*Written request 1:* Pick out each line of the entries that contains the string "white", and treat uppercase and lowercase letters as different.

*Excerpt to read:*

===============

The UK has passed a bill into law that treats digital assets, such as cryptocurrencies and stablecoins, as property, which advocates say will better protect crypto users.

Lord Speaker John McFall announced in the House of Lords on Tuesday that the Property (Digital Assets etc) Bill was given royal assent, meaning King Charles agreed to make the bill into an Act of Parliament and passed it into law.

Freddie New, policy chief at advocacy group Bitcoin Policy UK, said on X that the bill “becoming law is a massive step forward for Bitcoin in the United Kingdom and for everyone who holds and uses it here.”

Source: Freddie New

Common law in the UK, based on judges’ decisions, has established that digital assets are property, but the bill sought to codify a recommendation made by the Law Commission of England and Wales in 2024 that crypto be categorized as a new form of personal property for clarity.

“UK courts have already treated digital assets as property, but that was all through case-by-case judgments,” said the advocacy group CryptoUK. “Parliament has now written this principle into law.”

“This gives digital assets a much clearer legal footing — especially for things like proving ownership, recovering stolen assets, and handling them in insolvency or estate cases,” it added.

Digital “things” now considered personal property

CryptoUK said that the bill confirms “that digital or electronic ‘things’ can be objects of personal property rights.”

===============

*Written request 2:* Write the next part of the news report on the UK law recognizing digital assets as property, beginning right after its final sentence.

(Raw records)
===============

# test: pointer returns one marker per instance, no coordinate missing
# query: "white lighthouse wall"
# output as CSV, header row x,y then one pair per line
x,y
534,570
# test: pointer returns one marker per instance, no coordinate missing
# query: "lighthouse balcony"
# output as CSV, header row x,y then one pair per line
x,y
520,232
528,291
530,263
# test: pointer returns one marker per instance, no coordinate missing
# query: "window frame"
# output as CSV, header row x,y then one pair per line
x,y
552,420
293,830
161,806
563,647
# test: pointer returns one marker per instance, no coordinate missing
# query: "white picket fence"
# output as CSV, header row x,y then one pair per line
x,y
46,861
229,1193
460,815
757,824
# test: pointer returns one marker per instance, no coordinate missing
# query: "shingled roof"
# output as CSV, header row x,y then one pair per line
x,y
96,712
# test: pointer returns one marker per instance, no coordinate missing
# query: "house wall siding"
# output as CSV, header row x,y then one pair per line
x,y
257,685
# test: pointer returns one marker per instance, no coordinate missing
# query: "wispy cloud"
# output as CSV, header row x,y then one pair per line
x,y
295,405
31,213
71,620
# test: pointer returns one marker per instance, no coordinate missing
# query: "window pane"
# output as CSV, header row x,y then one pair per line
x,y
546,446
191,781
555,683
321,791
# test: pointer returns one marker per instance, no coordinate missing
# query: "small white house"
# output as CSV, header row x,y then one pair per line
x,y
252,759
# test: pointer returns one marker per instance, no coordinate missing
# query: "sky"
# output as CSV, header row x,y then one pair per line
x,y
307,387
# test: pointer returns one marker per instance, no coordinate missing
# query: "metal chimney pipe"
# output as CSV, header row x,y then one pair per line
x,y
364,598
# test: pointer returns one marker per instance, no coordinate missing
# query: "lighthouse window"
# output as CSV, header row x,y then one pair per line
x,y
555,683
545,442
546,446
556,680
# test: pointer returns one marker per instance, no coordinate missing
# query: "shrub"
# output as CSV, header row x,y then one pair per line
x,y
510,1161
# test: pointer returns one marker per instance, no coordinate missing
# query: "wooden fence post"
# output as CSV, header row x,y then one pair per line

===============

*Final answer 1:*
# query: "white lighthouse wall"
# query: "white picket fence"
# query: "small white house"

*Final answer 2:*
UK law categorizes personal property in two ways: a “thing in possession,” which is tangible property such as a car, and and a “thing in action,” intangible property, like the right to enforce a contract.

The bill clarifies that “a thing that is digital or electronic in nature” isn’t outside the realm of personal property rights just because it is neither a “thing in possession” nor a “thing in action.”

The Law Commission argued in its report in 2024 that digital assets can possess both qualities, and said that their unclear fit into property rights laws could hamstring dispute resolutions in court.

Related: Group of EU banks pushes for a euro-pegged stablecoin by 2027

Change gives “greater clarity” to crypto users

CryptoUK said on X that the law gives “greater clarity and protection for consumers and investors” and gives crypto holders “the same confidence and certainty they expect with other forms of property.”

“Digital assets can be clearly owned, recovered in cases of theft or fraud, and included within insolvency and estate processes,” it added.